__HOW TO COMPLETE THIS TASK__
Could you return the full listing below exactly as it appears?

__EXCERPTED DATA__

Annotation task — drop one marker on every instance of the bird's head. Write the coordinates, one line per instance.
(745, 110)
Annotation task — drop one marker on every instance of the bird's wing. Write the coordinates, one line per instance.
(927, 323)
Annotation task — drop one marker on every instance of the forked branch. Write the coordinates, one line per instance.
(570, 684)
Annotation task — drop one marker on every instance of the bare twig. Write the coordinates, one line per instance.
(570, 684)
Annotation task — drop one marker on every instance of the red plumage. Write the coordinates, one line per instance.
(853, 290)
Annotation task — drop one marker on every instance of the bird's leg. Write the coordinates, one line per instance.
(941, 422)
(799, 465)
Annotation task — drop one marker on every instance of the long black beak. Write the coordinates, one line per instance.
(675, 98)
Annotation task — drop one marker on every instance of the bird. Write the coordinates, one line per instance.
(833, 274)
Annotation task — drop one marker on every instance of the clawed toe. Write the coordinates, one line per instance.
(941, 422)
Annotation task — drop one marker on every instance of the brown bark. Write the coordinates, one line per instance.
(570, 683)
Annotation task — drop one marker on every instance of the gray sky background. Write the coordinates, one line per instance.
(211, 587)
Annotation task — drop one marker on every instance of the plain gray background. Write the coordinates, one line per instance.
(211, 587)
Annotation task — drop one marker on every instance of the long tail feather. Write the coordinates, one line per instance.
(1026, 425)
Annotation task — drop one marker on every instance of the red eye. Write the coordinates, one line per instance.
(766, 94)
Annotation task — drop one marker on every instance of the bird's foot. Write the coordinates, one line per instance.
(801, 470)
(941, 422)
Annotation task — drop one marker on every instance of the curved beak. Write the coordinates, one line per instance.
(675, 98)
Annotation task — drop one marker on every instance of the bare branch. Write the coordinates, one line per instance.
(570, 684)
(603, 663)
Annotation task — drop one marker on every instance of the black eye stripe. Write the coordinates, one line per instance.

__ANSWER TO THIS EXERCISE__
Annotation task — drop one marker on every instance of the bird's head. Write the coordinates, one line per instance.
(745, 110)
Annotation task — drop one marker on every instance of the bird's wing. Write the coordinates, one line per instance.
(927, 323)
Annotation task — drop one marker on every instance of the forked branch. Write the coordinates, one line per instance.
(570, 684)
Annotation task — drop one marker on every instance of the bare twig. Write the coordinates, one line per instance.
(570, 684)
Annotation task — drop one marker on every instance of the red plumage. Write the coordinates, one line per instance.
(853, 290)
Annotation task — drop one marker on every instance of the bird's leg. Write the coordinates, one line per instance.
(941, 422)
(799, 465)
Annotation task — drop one marker on every instance of the long black beak. Write the coordinates, one line per instance.
(675, 98)
Annotation task — drop one marker on every instance of the bird. Write the coordinates, one line per instance.
(833, 274)
Annotation task — drop one marker on every instance of the clawed toe. Write the coordinates, one line per instance.
(941, 422)
Annotation task — drop one marker on every instance of the brown bark. Write the coordinates, one line per instance.
(570, 683)
Annotation task — drop one marker on every instance of the gray sky background. Write the coordinates, one line per instance.
(211, 587)
Annotation task — drop one marker on every instance of the plain gray background. Write the coordinates, one line per instance.
(211, 587)
Annotation task — drop one marker on every instance of the long tail feather. Write the coordinates, one line per instance.
(1026, 425)
Annotation task — drop one marker on every instance of the red eye. Write the coordinates, one line per instance.
(766, 94)
Annotation task — drop one marker on every instance of the bird's foot. Write the coordinates, one line per instance.
(801, 470)
(941, 422)
Annotation task — drop one marker on every instance of the curved beak. Write the coordinates, one line per instance.
(675, 98)
Annotation task — drop one marker on every instance of the bare branch. Write the coordinates, one line per instance.
(570, 684)
(603, 663)
Annotation task — drop one marker on every instance of the black eye stripe. Write the coordinates, one line per instance.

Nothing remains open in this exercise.